» **What the exercise asks**:
From the items below, pull out every line containing the word "with" and copy those lines.

** Begin **

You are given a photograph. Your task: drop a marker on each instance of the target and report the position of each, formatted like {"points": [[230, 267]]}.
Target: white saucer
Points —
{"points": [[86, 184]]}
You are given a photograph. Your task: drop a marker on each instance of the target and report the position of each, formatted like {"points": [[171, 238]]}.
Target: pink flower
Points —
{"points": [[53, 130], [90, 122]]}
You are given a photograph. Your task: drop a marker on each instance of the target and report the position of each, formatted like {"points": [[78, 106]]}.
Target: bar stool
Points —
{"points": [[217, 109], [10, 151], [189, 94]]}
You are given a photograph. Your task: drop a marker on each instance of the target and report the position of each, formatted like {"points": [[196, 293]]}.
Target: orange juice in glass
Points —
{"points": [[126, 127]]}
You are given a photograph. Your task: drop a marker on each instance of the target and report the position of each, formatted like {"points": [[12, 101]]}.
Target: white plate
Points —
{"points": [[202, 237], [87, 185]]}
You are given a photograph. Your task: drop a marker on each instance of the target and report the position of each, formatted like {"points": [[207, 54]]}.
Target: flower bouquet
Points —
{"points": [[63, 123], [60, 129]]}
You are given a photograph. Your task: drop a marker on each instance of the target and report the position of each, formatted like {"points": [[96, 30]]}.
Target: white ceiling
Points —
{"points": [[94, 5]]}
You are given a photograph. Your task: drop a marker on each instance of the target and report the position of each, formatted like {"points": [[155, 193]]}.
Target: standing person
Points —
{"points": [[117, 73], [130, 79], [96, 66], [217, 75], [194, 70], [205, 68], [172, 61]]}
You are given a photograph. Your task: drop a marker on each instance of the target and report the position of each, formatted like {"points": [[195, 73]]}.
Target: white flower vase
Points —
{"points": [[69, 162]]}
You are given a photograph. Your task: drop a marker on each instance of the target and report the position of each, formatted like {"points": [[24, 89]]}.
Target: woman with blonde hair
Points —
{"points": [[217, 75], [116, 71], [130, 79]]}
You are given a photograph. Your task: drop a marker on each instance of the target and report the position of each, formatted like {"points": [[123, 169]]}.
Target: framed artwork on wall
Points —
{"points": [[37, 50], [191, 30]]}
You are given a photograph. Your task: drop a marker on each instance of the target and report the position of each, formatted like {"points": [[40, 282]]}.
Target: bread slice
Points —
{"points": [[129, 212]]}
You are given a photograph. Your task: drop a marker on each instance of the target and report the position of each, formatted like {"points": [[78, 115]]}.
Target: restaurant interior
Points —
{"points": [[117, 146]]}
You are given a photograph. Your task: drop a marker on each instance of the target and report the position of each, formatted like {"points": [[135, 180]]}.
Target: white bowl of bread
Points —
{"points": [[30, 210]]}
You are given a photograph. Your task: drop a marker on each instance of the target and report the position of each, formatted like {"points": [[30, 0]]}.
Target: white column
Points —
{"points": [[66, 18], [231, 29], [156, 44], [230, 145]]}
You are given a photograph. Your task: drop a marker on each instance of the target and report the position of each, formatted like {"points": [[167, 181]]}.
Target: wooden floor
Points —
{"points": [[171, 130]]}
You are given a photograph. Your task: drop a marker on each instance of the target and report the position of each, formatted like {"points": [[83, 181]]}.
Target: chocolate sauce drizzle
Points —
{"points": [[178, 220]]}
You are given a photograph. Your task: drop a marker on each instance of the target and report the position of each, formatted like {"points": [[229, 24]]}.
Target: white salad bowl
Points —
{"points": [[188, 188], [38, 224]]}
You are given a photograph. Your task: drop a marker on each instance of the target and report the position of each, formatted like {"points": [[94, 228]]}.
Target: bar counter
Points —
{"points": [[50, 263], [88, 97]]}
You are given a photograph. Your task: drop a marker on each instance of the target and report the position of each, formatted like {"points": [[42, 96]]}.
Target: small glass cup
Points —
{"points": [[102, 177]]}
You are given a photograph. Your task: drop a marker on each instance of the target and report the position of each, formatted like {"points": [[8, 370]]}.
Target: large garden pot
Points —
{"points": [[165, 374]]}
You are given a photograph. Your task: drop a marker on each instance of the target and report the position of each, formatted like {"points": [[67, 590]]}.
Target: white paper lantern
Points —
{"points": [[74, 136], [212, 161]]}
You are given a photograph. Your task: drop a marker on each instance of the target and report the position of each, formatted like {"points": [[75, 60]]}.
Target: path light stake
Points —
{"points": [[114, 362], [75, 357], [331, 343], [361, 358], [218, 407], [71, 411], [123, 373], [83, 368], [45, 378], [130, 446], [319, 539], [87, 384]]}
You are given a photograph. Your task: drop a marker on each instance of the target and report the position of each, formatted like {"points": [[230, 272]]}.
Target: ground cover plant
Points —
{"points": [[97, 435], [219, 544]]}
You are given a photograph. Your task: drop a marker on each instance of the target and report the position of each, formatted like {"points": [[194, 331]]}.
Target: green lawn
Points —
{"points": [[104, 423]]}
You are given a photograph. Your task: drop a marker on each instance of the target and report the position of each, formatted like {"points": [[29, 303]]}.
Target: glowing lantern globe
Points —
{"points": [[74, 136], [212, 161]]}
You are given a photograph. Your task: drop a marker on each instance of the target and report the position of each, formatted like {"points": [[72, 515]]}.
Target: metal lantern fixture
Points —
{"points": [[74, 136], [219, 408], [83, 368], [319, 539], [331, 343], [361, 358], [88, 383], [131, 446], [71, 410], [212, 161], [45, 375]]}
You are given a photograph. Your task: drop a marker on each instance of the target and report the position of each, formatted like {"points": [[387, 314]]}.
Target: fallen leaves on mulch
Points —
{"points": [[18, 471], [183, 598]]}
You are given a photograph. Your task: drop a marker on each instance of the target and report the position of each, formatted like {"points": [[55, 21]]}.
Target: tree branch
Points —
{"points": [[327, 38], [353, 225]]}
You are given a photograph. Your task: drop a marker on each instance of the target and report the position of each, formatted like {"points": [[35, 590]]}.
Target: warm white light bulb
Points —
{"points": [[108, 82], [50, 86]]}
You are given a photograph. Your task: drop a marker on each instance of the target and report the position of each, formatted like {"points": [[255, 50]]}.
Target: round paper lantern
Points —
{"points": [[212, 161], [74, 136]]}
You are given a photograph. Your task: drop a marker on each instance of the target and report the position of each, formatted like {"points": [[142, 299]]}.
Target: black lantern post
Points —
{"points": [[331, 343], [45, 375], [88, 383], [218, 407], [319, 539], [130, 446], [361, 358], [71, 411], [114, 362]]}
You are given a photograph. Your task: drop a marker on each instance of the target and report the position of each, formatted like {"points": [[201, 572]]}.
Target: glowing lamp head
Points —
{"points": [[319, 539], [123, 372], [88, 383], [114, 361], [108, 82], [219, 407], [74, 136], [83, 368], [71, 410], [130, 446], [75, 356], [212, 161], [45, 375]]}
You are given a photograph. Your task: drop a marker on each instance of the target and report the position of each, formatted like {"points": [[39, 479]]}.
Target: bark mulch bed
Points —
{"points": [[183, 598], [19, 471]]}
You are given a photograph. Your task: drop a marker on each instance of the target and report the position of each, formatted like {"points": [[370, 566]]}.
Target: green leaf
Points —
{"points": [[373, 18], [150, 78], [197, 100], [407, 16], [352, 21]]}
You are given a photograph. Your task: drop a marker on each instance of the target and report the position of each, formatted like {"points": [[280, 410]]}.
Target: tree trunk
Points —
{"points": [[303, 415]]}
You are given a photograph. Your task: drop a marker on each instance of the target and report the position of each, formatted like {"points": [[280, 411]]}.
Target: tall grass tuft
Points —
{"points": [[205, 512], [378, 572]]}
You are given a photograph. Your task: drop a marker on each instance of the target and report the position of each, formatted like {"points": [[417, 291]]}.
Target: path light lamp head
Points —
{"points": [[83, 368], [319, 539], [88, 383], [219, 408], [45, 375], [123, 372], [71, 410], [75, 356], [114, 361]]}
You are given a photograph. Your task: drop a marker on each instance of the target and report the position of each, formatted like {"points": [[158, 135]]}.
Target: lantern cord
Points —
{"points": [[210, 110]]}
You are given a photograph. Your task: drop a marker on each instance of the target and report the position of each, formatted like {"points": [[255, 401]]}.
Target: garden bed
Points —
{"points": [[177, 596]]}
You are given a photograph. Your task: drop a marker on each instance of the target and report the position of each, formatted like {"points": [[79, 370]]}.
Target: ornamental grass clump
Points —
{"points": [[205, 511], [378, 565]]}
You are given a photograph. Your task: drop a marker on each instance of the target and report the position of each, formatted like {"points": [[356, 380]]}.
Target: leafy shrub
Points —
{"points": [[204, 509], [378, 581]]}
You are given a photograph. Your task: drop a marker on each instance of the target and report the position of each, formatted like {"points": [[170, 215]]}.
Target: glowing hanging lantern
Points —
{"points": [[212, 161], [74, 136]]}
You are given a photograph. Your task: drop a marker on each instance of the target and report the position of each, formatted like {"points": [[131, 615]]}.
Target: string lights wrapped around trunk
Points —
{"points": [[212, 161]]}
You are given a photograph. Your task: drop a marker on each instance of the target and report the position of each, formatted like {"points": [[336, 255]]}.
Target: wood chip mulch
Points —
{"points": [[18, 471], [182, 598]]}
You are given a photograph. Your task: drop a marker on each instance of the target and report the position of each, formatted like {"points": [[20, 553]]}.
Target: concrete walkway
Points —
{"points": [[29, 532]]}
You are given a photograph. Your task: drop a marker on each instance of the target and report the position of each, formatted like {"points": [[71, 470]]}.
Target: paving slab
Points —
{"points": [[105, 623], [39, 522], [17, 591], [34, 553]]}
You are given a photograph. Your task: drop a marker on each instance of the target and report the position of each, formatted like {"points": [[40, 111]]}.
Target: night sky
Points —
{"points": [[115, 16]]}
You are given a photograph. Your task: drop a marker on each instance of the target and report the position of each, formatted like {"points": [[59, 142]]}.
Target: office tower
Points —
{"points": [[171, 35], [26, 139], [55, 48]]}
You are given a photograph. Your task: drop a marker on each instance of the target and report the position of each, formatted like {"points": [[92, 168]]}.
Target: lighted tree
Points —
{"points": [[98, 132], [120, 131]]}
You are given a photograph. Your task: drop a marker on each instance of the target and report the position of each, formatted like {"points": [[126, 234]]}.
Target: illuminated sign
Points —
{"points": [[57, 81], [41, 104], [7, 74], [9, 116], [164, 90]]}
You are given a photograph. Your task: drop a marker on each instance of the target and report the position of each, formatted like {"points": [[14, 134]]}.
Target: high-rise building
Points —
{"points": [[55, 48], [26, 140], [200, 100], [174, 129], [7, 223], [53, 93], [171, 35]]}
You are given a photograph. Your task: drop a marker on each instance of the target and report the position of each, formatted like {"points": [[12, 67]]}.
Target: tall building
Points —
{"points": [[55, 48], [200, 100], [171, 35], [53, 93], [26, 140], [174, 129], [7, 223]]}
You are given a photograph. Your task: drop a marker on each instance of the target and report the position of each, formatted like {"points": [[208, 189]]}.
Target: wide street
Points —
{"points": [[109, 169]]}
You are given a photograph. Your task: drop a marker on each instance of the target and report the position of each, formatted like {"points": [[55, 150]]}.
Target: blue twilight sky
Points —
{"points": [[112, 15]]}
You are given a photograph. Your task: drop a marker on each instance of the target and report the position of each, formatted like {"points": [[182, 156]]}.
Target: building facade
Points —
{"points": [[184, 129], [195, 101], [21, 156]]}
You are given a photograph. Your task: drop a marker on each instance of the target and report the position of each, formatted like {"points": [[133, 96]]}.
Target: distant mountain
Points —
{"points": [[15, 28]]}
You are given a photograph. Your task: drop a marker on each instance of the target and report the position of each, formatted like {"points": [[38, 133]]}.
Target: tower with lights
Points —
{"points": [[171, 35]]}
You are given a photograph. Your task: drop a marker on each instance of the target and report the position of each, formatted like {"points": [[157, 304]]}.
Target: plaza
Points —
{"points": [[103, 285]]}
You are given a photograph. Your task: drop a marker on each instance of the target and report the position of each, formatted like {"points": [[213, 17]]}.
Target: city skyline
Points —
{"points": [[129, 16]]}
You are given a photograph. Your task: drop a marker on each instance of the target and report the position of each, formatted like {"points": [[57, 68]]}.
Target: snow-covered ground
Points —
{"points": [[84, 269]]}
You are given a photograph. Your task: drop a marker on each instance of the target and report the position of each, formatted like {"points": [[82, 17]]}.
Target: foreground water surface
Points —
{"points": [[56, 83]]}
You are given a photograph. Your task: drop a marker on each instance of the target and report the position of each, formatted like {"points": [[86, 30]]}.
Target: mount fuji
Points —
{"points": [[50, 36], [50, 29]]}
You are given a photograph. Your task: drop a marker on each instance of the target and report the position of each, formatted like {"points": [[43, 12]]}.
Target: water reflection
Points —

** End **

» **Written reply**:
Target: woman with blonde hair
Target: tower with lights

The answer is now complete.